Convert the records, from the start up to and including the line with "POLYGON ((254 192, 275", into a two-column CSV headed text and answer. Give one row per record, with its text and its answer each in a single quoted field and line breaks turned into spaces.

Start

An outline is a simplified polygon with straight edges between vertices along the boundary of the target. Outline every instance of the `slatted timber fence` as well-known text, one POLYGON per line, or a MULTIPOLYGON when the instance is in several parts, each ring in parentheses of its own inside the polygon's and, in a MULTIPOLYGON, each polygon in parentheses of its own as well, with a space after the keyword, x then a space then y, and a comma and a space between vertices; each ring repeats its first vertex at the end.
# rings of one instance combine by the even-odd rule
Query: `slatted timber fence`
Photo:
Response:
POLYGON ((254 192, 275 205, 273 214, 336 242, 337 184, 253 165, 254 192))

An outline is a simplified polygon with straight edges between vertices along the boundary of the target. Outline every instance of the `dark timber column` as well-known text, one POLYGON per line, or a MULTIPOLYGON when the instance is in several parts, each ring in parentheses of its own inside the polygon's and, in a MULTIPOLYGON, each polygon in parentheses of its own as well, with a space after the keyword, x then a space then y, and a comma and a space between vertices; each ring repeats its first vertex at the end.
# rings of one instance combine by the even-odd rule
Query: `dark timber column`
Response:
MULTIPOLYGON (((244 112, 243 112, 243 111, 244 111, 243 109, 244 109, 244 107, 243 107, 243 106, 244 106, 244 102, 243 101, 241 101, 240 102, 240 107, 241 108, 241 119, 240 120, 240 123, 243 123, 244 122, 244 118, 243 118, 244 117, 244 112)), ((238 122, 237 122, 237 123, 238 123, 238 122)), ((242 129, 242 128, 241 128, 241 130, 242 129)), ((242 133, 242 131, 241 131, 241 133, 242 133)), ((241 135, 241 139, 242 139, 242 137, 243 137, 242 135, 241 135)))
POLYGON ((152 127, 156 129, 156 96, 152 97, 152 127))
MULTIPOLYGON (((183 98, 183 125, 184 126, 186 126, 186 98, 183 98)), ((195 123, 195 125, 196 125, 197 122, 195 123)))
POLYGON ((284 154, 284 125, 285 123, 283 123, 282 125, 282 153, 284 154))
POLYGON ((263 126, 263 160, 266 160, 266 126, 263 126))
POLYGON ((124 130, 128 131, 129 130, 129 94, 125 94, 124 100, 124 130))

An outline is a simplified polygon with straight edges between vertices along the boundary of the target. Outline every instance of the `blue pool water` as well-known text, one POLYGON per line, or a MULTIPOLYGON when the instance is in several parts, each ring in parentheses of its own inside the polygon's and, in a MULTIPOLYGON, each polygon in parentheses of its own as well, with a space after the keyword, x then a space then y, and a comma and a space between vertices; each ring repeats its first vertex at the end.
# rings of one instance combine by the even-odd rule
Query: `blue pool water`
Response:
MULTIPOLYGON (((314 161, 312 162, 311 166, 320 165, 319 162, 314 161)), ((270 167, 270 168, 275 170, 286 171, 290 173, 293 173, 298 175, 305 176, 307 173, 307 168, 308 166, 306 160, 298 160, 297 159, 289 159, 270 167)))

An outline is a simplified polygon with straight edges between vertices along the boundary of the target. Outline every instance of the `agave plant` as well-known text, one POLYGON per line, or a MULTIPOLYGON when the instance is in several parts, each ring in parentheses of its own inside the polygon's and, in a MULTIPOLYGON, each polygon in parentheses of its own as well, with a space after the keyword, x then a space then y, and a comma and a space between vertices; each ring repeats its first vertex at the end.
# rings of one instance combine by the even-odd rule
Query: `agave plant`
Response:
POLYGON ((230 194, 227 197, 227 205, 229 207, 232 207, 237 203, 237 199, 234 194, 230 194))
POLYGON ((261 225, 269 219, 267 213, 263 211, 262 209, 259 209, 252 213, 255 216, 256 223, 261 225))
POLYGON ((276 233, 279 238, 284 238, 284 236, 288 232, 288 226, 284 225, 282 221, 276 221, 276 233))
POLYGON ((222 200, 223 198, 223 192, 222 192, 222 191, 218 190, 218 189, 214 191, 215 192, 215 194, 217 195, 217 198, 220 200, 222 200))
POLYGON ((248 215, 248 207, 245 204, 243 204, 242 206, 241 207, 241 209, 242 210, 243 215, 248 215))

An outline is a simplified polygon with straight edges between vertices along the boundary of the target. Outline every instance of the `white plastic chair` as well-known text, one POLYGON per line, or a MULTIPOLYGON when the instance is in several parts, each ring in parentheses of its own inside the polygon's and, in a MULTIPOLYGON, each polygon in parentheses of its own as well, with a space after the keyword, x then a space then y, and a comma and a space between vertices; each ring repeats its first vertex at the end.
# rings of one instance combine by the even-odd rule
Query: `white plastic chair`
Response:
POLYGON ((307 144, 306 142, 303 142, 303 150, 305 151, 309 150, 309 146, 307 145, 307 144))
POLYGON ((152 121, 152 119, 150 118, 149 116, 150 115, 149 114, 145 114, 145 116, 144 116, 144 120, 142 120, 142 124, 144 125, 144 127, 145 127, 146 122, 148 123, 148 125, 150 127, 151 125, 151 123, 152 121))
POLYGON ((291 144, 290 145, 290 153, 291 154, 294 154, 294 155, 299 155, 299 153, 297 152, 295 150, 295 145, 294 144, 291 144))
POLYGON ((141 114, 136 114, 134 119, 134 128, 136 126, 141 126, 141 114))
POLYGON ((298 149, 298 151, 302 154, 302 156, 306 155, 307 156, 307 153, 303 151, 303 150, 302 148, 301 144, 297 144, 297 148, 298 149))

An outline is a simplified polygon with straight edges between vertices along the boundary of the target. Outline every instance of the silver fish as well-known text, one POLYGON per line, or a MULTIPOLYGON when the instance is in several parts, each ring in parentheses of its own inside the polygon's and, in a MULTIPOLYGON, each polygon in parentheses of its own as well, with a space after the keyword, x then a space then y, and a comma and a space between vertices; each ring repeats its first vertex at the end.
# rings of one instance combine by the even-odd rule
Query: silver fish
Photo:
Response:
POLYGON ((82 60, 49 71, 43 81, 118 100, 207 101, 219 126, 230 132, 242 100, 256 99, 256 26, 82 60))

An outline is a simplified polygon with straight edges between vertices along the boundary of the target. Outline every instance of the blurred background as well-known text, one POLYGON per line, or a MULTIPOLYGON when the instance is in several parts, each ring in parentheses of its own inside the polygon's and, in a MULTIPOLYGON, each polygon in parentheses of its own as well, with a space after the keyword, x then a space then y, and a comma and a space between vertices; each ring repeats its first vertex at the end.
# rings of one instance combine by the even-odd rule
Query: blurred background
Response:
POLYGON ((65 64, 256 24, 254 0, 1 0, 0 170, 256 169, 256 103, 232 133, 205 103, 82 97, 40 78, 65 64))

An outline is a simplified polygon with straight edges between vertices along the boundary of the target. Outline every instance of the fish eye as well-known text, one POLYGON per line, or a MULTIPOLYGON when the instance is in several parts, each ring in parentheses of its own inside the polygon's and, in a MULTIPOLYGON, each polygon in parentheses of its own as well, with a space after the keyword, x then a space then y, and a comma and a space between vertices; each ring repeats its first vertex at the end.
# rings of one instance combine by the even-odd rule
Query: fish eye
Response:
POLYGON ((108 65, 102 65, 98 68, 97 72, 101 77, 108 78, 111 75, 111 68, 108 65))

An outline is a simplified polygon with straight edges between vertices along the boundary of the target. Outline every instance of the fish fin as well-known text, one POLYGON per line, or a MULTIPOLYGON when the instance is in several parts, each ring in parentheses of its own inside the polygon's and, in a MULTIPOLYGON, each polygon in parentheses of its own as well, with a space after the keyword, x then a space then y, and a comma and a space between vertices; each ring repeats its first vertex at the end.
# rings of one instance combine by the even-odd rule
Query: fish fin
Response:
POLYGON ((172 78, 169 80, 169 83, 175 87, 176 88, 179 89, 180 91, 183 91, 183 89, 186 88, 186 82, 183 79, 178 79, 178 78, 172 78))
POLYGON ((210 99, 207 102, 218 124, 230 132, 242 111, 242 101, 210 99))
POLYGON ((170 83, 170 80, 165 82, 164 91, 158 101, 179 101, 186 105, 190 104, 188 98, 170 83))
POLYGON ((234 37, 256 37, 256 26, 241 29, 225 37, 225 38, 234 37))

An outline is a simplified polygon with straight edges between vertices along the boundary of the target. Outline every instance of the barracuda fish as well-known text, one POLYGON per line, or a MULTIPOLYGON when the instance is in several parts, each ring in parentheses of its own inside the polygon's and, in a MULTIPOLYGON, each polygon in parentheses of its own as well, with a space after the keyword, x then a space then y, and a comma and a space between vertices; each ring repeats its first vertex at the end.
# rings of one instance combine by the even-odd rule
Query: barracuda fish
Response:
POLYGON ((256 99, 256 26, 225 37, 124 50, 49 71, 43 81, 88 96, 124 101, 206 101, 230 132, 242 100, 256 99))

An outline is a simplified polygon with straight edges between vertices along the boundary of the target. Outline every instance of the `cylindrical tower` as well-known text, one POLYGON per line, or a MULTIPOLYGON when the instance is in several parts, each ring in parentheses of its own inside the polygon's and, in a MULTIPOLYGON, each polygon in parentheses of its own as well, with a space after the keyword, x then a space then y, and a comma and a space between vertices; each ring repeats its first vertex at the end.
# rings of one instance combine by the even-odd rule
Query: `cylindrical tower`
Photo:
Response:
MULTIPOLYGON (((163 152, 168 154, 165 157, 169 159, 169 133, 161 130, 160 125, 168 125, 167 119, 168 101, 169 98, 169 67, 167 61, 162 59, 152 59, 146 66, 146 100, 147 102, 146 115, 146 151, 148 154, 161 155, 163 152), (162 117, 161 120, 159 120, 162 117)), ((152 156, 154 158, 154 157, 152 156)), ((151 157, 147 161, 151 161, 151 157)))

End

== Reply to the exercise ==
text,answer
"An outline is a simplified polygon with straight edges between vertices along the boundary of the target. Outline every instance of the `slatted timber fence` as well-known text, one POLYGON per line, or a MULTIPOLYGON when the instance is in several parts, each ring in parentheses of its own inside the polygon's and, in a MULTIPOLYGON, each polygon in parentheses of its own as well, with a space after the keyword, x then a space then y, and a comma and a space between vertices; each ring repeats its first vertex at the end. # rings of one instance combine by the even-odd rule Query: `slatted timber fence` Photo: Response:","POLYGON ((254 192, 275 205, 273 214, 336 242, 337 184, 253 165, 254 192))"